# [Exercise instructions]
Turn the stretch of the material from the line containing "the chrome bumper?" through the line containing "POLYGON ((741 676, 770" into a JSON list of strings, one string per line, with blank lines left out.

[Shape boundary entries]
#####

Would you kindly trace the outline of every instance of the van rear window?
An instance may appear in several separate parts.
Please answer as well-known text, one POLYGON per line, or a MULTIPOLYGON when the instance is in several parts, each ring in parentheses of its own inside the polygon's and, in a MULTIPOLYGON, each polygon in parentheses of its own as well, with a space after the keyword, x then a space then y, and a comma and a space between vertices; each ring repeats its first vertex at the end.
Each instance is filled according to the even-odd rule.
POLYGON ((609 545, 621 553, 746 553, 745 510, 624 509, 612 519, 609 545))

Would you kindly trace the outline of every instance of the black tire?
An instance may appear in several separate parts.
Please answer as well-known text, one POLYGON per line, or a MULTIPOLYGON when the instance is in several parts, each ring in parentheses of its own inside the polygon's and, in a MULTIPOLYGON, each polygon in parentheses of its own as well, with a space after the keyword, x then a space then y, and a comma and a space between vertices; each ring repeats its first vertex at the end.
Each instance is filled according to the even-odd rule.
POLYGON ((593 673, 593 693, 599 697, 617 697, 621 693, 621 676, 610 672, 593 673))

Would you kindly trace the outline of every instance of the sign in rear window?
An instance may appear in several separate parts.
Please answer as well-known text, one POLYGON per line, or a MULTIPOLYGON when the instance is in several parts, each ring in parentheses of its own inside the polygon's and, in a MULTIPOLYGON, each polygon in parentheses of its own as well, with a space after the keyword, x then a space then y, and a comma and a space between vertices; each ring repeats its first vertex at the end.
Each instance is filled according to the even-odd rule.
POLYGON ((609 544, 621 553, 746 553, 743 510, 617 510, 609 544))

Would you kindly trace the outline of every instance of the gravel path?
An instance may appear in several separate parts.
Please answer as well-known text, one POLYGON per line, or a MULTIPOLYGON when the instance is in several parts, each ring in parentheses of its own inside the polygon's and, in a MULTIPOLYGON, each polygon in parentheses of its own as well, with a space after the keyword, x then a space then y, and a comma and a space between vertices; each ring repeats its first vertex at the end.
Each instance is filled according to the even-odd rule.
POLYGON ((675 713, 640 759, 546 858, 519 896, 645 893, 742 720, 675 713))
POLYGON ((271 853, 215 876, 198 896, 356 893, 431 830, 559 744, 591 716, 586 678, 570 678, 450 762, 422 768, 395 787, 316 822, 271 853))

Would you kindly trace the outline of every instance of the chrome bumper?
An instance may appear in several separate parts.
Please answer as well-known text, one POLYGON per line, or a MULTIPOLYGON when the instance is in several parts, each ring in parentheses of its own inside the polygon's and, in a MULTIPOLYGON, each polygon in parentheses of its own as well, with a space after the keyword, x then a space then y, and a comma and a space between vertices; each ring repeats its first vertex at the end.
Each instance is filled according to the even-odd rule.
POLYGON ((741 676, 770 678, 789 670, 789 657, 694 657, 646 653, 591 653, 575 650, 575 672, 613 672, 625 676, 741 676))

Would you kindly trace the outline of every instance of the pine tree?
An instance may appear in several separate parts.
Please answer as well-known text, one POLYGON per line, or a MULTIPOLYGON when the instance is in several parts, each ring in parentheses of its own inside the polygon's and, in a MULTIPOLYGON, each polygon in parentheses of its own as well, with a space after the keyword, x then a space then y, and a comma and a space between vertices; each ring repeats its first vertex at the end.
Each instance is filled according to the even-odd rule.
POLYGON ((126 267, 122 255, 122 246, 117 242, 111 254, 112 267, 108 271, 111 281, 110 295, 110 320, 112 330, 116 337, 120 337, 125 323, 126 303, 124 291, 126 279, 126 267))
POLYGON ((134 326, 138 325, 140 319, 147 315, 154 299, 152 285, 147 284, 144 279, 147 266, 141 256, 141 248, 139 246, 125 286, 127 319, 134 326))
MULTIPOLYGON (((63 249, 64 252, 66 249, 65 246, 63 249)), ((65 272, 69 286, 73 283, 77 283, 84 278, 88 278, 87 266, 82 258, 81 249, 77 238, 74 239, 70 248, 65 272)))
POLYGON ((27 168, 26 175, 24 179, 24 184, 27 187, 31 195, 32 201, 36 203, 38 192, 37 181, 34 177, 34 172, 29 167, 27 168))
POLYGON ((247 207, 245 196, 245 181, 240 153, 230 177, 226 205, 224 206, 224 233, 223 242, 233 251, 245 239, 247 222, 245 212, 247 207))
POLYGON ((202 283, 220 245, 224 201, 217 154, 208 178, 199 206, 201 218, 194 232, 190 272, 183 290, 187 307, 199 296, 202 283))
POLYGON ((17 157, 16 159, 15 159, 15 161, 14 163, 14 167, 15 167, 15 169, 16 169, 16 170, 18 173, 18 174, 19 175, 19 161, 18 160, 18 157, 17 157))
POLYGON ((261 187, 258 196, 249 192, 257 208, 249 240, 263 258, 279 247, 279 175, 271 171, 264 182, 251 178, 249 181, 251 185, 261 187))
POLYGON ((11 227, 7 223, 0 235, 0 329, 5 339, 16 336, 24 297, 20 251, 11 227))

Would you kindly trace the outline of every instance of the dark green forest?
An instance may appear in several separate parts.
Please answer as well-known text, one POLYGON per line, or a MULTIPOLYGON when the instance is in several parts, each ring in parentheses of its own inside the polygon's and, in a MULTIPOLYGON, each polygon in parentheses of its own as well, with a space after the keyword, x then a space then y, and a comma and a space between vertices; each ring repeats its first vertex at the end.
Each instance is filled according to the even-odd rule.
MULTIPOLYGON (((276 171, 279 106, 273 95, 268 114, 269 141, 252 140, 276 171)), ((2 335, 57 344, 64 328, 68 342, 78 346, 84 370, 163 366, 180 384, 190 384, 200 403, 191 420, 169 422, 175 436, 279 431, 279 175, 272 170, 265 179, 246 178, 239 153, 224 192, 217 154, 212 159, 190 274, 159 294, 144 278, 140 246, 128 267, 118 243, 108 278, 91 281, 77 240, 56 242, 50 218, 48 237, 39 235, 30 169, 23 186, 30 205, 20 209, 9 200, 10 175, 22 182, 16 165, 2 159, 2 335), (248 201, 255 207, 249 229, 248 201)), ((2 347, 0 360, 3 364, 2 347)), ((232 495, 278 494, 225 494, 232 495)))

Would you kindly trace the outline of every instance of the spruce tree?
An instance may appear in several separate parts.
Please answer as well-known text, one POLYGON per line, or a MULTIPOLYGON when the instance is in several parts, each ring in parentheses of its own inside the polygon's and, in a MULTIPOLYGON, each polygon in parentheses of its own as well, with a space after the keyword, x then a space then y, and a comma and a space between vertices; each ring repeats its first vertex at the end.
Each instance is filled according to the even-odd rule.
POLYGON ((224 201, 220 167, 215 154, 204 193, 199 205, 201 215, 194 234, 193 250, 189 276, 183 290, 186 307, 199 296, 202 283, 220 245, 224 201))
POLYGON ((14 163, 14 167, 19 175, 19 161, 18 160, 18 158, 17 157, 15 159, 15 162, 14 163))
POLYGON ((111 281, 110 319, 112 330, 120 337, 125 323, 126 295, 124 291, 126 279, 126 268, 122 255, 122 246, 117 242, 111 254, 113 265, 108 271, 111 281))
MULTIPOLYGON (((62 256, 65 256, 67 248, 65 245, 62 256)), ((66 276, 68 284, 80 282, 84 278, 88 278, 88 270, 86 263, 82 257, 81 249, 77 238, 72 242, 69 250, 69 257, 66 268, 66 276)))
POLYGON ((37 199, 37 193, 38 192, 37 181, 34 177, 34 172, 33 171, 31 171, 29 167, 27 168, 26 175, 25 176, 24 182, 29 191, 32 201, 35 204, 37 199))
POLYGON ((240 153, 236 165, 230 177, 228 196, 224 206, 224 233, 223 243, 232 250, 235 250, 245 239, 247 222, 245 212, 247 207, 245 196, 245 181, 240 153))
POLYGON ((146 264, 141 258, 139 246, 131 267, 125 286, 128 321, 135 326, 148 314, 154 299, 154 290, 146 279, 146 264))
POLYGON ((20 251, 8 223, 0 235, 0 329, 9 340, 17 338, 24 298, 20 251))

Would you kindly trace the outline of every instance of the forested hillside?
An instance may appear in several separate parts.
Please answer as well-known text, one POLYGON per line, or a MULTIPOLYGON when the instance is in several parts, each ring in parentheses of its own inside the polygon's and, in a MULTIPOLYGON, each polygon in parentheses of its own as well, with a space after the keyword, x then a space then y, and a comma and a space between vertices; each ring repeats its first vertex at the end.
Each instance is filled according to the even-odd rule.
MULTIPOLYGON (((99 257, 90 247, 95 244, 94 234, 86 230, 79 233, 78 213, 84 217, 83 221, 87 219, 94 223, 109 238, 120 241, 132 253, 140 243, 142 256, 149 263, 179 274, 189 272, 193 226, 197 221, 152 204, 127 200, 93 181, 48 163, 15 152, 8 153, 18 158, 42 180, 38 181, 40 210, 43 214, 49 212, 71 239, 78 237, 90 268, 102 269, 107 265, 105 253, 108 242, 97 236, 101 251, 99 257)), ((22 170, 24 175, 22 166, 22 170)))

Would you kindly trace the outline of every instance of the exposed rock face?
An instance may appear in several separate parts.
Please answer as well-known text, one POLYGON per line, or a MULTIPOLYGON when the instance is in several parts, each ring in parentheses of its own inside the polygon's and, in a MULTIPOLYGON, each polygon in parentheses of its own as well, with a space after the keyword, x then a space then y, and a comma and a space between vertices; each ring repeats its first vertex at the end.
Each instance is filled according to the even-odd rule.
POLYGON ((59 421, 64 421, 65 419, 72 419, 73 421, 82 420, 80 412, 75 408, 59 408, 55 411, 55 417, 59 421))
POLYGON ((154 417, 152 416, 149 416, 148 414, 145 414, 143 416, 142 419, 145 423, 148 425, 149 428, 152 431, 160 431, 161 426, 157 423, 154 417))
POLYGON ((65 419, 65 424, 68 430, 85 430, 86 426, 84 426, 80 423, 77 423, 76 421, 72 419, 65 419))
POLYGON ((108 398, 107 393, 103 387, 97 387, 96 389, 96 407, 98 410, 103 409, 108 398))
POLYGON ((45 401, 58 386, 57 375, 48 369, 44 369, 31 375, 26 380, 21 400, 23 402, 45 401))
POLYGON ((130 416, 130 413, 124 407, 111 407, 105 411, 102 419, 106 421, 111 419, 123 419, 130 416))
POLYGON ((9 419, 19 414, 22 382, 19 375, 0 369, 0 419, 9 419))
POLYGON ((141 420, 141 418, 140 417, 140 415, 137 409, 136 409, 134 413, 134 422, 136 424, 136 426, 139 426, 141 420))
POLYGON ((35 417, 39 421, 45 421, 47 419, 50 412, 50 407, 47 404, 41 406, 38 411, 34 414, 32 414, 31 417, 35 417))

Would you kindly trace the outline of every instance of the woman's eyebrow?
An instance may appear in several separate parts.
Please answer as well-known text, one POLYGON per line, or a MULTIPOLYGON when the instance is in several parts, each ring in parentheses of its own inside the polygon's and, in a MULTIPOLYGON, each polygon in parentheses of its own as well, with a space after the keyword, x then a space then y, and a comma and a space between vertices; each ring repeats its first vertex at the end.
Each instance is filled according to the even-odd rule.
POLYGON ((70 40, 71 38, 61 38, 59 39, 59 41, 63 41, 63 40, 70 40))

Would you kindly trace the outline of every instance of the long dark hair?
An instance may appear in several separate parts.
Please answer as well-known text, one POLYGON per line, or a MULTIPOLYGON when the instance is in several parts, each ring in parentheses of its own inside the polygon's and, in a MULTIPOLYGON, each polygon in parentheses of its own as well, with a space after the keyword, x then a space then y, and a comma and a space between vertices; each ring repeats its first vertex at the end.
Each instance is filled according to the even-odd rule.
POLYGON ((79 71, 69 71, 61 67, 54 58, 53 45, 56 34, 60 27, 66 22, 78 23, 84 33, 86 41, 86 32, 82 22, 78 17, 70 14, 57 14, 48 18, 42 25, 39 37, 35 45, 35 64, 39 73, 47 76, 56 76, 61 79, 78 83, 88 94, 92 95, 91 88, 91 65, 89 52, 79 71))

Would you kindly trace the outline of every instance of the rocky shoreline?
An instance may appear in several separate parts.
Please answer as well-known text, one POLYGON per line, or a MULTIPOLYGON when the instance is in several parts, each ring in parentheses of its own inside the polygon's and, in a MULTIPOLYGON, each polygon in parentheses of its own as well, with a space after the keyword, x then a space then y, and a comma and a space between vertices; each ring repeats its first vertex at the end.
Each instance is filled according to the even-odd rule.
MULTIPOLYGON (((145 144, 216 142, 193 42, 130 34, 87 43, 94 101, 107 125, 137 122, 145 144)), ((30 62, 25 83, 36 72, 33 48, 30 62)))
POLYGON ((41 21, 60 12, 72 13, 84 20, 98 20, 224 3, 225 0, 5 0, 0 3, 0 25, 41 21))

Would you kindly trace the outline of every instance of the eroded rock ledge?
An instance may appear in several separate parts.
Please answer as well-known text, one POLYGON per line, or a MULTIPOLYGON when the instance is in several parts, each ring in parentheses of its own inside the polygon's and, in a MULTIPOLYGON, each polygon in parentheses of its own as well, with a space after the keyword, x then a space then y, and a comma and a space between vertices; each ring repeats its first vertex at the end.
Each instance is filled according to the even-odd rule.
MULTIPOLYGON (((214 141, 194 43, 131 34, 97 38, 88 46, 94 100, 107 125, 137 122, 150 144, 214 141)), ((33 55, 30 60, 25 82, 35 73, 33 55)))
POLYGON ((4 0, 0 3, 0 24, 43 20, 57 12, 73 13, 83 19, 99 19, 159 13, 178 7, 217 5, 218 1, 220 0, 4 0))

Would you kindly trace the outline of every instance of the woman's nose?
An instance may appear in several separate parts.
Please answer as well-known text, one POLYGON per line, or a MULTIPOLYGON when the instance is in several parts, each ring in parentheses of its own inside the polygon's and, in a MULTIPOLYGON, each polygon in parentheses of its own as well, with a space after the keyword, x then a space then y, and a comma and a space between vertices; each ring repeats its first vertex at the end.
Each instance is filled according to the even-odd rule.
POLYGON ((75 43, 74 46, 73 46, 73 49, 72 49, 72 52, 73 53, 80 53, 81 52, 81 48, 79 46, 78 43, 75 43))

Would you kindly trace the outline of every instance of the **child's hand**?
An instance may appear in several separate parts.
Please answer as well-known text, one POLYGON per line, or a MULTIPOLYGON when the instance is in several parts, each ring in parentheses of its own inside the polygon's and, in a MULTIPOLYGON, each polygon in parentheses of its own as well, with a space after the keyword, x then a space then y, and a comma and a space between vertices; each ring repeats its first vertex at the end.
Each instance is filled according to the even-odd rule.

#####

# [The solution]
[
  "Would you kindly trace the outline of every instance of the chrome bumper?",
  "An instance may appear in several separate parts.",
  "Please answer as well-known text, one POLYGON per line, or a MULTIPOLYGON when the instance is in several parts, each ring in parentheses of its own inside the polygon's and, in a MULTIPOLYGON, each polygon in parentheses of its own as well, with a space after the keyword, x then a space then y, and a comma and a space between vertices; each ring repeats its first vertex at the end.",
  "Each instance is filled according to the even-odd rule.",
  "POLYGON ((741 676, 770 678, 789 670, 789 657, 694 657, 646 653, 591 653, 575 650, 575 672, 613 672, 625 676, 741 676))"
]